What you are asked to do
Write out the records word for word, starting at their first line and stopping after the line that contains "point(156, 91)". Leave any pictures out of your answer.

Data provided
-- Begin --
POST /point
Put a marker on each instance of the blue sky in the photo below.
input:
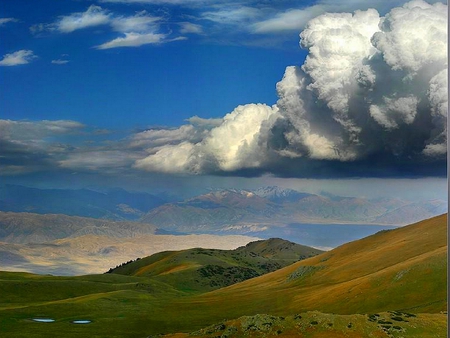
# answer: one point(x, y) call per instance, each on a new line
point(156, 91)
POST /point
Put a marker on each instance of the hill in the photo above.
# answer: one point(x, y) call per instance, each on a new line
point(315, 324)
point(202, 270)
point(401, 269)
point(395, 278)
point(116, 204)
point(35, 228)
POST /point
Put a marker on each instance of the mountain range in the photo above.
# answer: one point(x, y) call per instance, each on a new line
point(239, 211)
point(229, 210)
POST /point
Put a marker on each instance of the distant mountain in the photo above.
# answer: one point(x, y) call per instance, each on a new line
point(280, 195)
point(213, 211)
point(116, 204)
point(202, 270)
point(240, 211)
point(35, 228)
point(390, 284)
point(402, 269)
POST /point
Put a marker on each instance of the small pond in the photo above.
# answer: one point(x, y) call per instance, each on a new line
point(81, 321)
point(43, 320)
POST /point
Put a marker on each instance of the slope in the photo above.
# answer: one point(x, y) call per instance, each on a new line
point(204, 270)
point(401, 269)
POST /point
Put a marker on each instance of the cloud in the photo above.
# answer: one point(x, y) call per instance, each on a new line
point(4, 21)
point(232, 15)
point(290, 20)
point(141, 22)
point(27, 146)
point(369, 100)
point(137, 30)
point(133, 40)
point(20, 57)
point(60, 62)
point(190, 28)
point(94, 16)
point(228, 146)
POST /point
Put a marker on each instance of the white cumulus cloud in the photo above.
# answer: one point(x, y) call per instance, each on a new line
point(372, 88)
point(20, 57)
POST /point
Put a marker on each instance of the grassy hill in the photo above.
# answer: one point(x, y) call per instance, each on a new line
point(204, 270)
point(403, 271)
point(315, 324)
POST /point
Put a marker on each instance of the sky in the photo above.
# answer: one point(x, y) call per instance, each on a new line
point(337, 96)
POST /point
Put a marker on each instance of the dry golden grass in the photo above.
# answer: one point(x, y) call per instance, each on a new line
point(405, 268)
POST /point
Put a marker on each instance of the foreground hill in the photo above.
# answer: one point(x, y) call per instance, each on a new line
point(319, 325)
point(35, 228)
point(402, 269)
point(70, 245)
point(208, 269)
point(395, 278)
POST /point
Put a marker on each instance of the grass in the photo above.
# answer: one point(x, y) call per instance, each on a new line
point(404, 271)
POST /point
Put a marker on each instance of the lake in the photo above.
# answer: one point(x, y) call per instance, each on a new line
point(321, 235)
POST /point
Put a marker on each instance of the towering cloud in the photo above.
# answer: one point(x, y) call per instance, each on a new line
point(371, 90)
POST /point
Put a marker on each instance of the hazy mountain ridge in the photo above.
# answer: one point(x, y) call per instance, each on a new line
point(116, 204)
point(266, 207)
point(36, 228)
point(218, 209)
point(393, 283)
point(209, 269)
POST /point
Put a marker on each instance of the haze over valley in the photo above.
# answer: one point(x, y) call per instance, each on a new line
point(223, 168)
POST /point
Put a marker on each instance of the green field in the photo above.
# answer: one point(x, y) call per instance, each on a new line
point(402, 270)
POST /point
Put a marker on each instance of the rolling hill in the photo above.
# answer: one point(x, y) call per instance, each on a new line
point(393, 283)
point(202, 270)
point(400, 269)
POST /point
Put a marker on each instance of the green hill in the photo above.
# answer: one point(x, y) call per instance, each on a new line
point(204, 270)
point(397, 276)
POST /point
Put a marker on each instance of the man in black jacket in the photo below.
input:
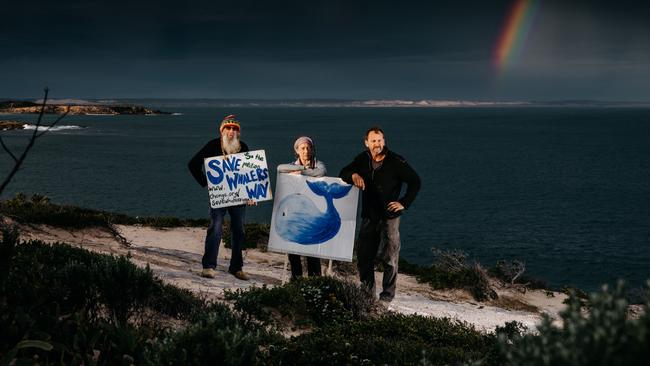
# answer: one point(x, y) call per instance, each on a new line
point(380, 173)
point(227, 143)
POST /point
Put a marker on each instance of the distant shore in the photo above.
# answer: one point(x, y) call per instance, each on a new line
point(24, 107)
point(11, 125)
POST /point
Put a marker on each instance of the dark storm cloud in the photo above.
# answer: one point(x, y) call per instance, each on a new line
point(294, 49)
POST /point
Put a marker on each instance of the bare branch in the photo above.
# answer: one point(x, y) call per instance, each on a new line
point(30, 144)
point(54, 123)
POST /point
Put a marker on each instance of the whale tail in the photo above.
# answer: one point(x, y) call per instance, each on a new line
point(334, 190)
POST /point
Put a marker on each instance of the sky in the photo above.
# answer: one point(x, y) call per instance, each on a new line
point(443, 50)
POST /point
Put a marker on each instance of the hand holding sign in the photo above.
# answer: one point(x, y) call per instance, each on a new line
point(238, 179)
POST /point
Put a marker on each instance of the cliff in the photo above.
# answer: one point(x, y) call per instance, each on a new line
point(22, 107)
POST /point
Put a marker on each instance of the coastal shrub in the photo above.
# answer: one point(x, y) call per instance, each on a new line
point(217, 337)
point(66, 305)
point(391, 339)
point(314, 300)
point(602, 335)
point(512, 272)
point(451, 270)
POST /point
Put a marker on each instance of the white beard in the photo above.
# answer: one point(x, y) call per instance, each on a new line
point(230, 146)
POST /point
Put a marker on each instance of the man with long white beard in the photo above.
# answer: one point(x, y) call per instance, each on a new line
point(228, 143)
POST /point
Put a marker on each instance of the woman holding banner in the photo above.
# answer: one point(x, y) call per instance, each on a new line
point(305, 164)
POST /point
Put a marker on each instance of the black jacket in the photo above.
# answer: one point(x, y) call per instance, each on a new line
point(384, 185)
point(212, 148)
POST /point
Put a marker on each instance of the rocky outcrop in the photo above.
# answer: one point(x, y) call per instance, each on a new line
point(21, 107)
point(11, 125)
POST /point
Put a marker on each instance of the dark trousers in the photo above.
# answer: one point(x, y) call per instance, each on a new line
point(313, 266)
point(378, 238)
point(213, 237)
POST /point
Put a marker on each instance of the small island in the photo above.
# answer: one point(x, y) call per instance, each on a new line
point(11, 125)
point(26, 107)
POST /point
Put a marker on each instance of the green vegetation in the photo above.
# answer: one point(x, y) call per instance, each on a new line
point(451, 270)
point(316, 301)
point(64, 305)
point(39, 210)
point(604, 335)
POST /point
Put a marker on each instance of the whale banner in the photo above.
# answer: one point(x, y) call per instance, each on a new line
point(314, 217)
point(235, 179)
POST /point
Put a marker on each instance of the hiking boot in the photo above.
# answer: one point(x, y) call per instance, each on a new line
point(208, 273)
point(241, 275)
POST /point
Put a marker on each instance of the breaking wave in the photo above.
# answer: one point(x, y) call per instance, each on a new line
point(53, 129)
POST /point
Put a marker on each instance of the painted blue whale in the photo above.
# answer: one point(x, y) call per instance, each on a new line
point(298, 220)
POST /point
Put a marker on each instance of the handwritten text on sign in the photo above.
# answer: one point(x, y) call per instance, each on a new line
point(235, 179)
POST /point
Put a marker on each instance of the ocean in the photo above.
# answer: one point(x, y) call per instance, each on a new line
point(565, 190)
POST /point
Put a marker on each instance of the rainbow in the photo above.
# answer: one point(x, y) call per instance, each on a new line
point(514, 33)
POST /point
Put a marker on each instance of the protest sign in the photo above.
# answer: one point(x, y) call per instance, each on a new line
point(234, 179)
point(314, 217)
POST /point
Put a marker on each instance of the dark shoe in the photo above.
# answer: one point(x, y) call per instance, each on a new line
point(208, 273)
point(241, 275)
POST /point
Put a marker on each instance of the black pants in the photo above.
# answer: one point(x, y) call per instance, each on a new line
point(378, 239)
point(313, 266)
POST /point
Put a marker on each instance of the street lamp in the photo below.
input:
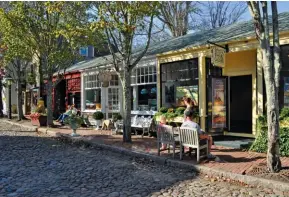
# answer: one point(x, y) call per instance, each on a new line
point(9, 81)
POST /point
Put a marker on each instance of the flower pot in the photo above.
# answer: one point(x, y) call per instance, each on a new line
point(38, 120)
point(97, 124)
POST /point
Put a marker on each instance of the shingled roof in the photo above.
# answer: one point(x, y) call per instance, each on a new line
point(236, 31)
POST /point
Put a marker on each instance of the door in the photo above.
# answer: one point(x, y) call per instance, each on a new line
point(112, 102)
point(240, 108)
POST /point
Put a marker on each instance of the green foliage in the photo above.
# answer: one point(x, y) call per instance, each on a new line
point(261, 142)
point(180, 111)
point(31, 78)
point(171, 110)
point(170, 116)
point(157, 115)
point(163, 110)
point(98, 115)
point(116, 117)
point(74, 121)
point(284, 113)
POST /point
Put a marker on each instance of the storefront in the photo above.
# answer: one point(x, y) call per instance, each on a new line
point(231, 96)
point(107, 98)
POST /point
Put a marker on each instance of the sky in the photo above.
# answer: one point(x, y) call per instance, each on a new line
point(282, 6)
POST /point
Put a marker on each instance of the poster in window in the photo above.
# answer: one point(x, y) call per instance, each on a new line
point(286, 91)
point(170, 93)
point(219, 119)
point(186, 91)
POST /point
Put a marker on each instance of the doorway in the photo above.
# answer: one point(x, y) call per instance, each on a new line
point(240, 101)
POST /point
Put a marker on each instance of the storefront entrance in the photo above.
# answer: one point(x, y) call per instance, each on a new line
point(240, 104)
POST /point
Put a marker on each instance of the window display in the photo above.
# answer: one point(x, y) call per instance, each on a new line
point(93, 99)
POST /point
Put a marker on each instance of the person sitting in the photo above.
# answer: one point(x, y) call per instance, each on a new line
point(62, 117)
point(189, 123)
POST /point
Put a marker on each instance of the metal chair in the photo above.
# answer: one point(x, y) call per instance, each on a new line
point(165, 135)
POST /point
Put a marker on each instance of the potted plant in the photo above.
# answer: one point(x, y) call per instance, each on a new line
point(116, 121)
point(39, 116)
point(74, 121)
point(98, 116)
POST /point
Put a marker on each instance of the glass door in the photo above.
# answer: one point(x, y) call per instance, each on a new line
point(112, 102)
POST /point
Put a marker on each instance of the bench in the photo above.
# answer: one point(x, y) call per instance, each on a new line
point(189, 137)
point(141, 123)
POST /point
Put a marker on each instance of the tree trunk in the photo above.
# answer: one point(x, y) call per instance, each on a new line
point(19, 99)
point(1, 99)
point(49, 102)
point(273, 154)
point(125, 80)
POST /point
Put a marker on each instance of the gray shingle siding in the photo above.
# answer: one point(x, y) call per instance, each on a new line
point(235, 31)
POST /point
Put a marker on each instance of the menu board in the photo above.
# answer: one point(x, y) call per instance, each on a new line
point(188, 92)
point(219, 119)
point(286, 91)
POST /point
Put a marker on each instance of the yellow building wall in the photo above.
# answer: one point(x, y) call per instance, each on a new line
point(244, 63)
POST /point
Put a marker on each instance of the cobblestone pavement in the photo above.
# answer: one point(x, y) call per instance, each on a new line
point(32, 165)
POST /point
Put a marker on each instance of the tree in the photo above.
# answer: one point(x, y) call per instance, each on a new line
point(176, 15)
point(271, 67)
point(214, 14)
point(17, 55)
point(54, 31)
point(121, 21)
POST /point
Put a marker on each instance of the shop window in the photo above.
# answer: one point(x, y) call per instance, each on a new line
point(144, 75)
point(93, 99)
point(113, 99)
point(147, 97)
point(114, 80)
point(179, 79)
point(90, 81)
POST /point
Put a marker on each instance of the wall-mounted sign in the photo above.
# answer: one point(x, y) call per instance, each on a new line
point(219, 118)
point(218, 56)
point(104, 76)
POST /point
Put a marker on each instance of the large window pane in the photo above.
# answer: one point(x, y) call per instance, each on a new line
point(147, 97)
point(93, 99)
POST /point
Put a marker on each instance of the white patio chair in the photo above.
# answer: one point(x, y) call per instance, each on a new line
point(165, 135)
point(189, 137)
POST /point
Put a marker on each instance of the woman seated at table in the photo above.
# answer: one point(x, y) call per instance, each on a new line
point(189, 123)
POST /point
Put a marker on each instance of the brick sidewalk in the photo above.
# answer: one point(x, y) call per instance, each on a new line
point(230, 160)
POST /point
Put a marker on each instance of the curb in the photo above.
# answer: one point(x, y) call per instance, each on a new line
point(24, 127)
point(250, 180)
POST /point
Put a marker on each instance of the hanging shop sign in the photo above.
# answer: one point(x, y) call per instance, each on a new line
point(286, 91)
point(104, 77)
point(218, 56)
point(219, 116)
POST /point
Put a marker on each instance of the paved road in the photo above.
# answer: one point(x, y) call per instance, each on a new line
point(32, 165)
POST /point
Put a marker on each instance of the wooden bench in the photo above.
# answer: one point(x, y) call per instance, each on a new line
point(189, 137)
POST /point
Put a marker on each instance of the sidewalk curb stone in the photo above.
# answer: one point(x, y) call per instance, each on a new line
point(251, 180)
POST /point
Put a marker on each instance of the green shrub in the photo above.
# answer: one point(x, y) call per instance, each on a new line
point(261, 142)
point(180, 111)
point(163, 110)
point(284, 113)
point(156, 115)
point(98, 115)
point(117, 117)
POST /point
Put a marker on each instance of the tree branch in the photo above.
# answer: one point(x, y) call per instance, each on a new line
point(146, 47)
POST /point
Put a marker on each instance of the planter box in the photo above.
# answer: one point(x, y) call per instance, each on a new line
point(39, 121)
point(179, 119)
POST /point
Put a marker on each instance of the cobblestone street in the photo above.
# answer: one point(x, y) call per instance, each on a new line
point(33, 165)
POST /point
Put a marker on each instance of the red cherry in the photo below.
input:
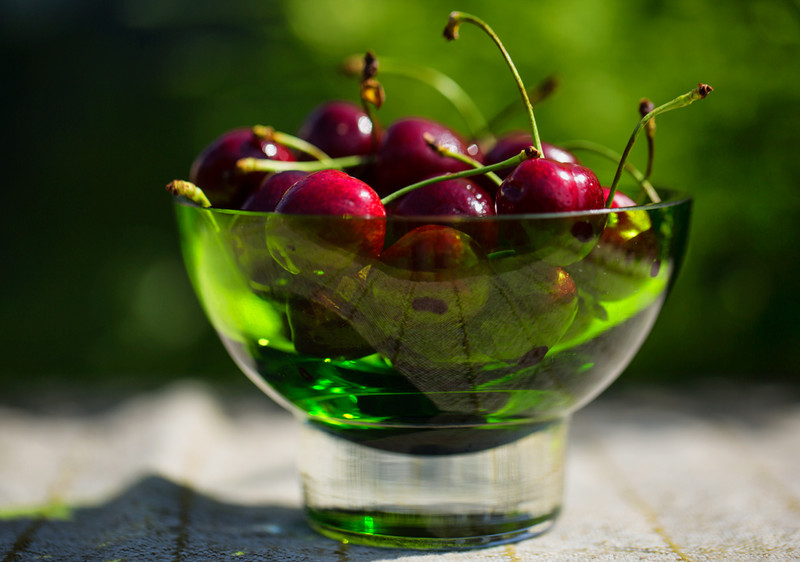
-- End --
Exercise result
POST /point
Put a marker on each instance of the blue sky in the photo below.
input:
# answer: one point(x, y) call per instance, each on a new line
point(156, 91)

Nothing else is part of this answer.